## Exercise task
Copy out all of the data below in full. Add 46 to every coordinate value in the answers, and leave every other line and number unchanged.

## Records for this task
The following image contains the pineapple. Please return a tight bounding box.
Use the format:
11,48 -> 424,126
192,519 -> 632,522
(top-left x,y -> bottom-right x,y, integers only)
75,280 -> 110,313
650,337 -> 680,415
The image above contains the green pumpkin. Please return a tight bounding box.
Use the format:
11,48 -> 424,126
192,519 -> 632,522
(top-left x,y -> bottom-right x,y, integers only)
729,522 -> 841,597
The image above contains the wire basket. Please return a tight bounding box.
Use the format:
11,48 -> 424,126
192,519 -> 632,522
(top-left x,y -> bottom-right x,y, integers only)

## Written response
The following image contains the pineapple. Please return a tight bounding box.
Use the format:
11,48 -> 424,126
192,519 -> 632,522
(top-left x,y -> bottom-right x,y, integers only)
121,326 -> 156,359
696,383 -> 726,461
The image above contains the green pumpkin. Please return a tight bounding box.
Use the format:
11,48 -> 424,126
192,519 -> 632,522
(top-left x,y -> bottom-right x,y, integers only)
775,568 -> 887,643
The image above contains the wire basket. Please return a tight bounding box.
Use the format:
11,48 -> 424,126
192,519 -> 632,522
(top-left x,y -> bottom-right x,y, integers only)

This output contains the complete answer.